> **CHALLENGE**:
Rewrite every line of the items below as a Markdown table with the columns Number and Line, numbering each row and skipping blank lines. Leave the pictures out of the table.

> **AVAILABLE RECORDS**:
++++
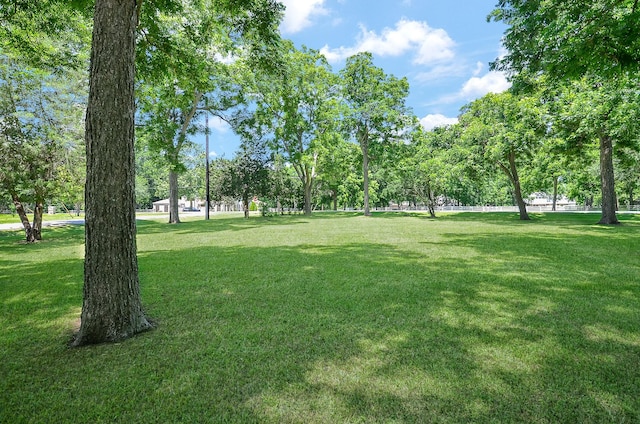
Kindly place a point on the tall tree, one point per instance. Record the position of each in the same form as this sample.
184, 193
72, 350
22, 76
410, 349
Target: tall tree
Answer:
504, 129
375, 111
606, 112
40, 133
184, 70
574, 39
299, 108
112, 307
++++
> **EXERCISE RESPONSE**:
| Number | Line |
|---|---|
| 1 | Kindly place a point on the tall tree, one point per instance. Record the position of each in the same form as this sample. |
| 2 | 184, 193 |
| 3 | 72, 350 |
| 4 | 22, 76 |
| 5 | 410, 349 |
| 6 | Target: tall tree |
| 7 | Answer: |
| 8 | 504, 129 |
| 9 | 375, 111 |
| 10 | 606, 112 |
| 11 | 40, 133 |
| 12 | 184, 70 |
| 13 | 574, 39 |
| 14 | 299, 108 |
| 15 | 112, 307 |